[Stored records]
● ● ● ●

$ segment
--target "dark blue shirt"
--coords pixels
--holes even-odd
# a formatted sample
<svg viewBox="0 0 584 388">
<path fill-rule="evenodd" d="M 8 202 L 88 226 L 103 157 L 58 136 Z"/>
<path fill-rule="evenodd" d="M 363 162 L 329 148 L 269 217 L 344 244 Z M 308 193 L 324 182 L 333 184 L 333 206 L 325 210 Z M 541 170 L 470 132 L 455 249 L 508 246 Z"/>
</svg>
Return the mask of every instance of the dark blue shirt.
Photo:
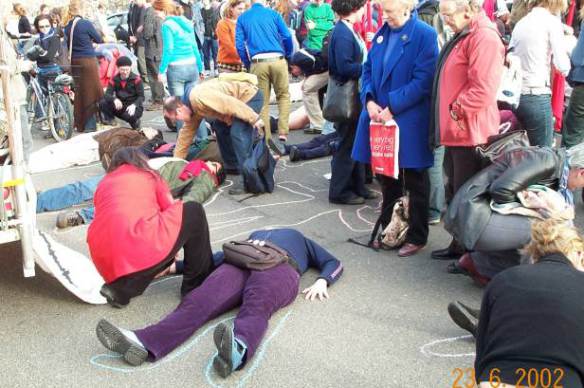
<svg viewBox="0 0 584 388">
<path fill-rule="evenodd" d="M 326 249 L 294 229 L 258 230 L 249 239 L 270 241 L 284 249 L 298 265 L 298 271 L 305 273 L 308 268 L 320 270 L 319 278 L 325 279 L 329 285 L 337 281 L 343 273 L 343 265 Z M 223 261 L 223 252 L 213 256 L 215 263 Z"/>
<path fill-rule="evenodd" d="M 77 24 L 75 24 L 75 29 L 73 30 L 73 50 L 71 53 L 72 58 L 83 58 L 83 57 L 95 57 L 95 50 L 93 49 L 94 43 L 103 43 L 101 36 L 89 20 L 74 18 L 65 27 L 65 39 L 67 40 L 67 48 L 70 47 L 70 34 L 73 21 L 79 19 Z"/>
<path fill-rule="evenodd" d="M 289 58 L 292 35 L 279 13 L 255 3 L 237 19 L 235 47 L 243 64 L 249 68 L 251 58 L 257 54 L 281 53 Z"/>
</svg>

● ● ● ●

Return a verbatim transcription of the data, omitting all images.

> **Response**:
$ segment
--target "dark blue shirt"
--coords pixels
--holes even-odd
# a formatted sample
<svg viewBox="0 0 584 388">
<path fill-rule="evenodd" d="M 8 202 L 88 226 L 103 157 L 58 136 Z"/>
<path fill-rule="evenodd" d="M 363 162 L 329 148 L 269 217 L 344 244 Z M 308 193 L 324 182 L 333 184 L 333 206 L 325 210 Z M 541 170 L 470 132 L 455 249 L 508 246 Z"/>
</svg>
Return the mask of every instance of the dark blue shirt.
Photo:
<svg viewBox="0 0 584 388">
<path fill-rule="evenodd" d="M 326 249 L 294 229 L 258 230 L 249 239 L 270 241 L 284 249 L 298 265 L 298 271 L 305 273 L 308 268 L 320 270 L 319 278 L 325 279 L 329 285 L 337 281 L 343 273 L 343 265 Z M 223 261 L 223 252 L 213 256 L 215 263 Z"/>
<path fill-rule="evenodd" d="M 77 24 L 75 24 L 75 29 L 73 30 L 73 50 L 71 53 L 72 58 L 83 58 L 83 57 L 95 57 L 95 50 L 93 49 L 94 43 L 103 43 L 101 36 L 89 20 L 74 18 L 65 27 L 65 39 L 67 40 L 67 48 L 70 47 L 70 34 L 73 21 L 79 19 Z"/>
<path fill-rule="evenodd" d="M 289 58 L 292 35 L 279 13 L 255 3 L 237 19 L 235 47 L 243 64 L 249 68 L 251 58 L 257 54 L 281 53 Z"/>
</svg>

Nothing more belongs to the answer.